**Supplied material**
★ ★ ★

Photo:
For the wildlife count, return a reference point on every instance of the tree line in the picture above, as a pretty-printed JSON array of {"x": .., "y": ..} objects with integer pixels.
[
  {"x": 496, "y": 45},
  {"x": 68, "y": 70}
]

★ ★ ★

**Request**
Rewrite the records with "tree line" changed to "ridge line" and everything else left the same.

**Task response**
Photo:
For the wildlife count, return a reference point on every instance of the ridge line in the picture above, as a pretty-printed JSON array of {"x": .., "y": ..} objects with integer pixels.
[
  {"x": 496, "y": 45},
  {"x": 68, "y": 70}
]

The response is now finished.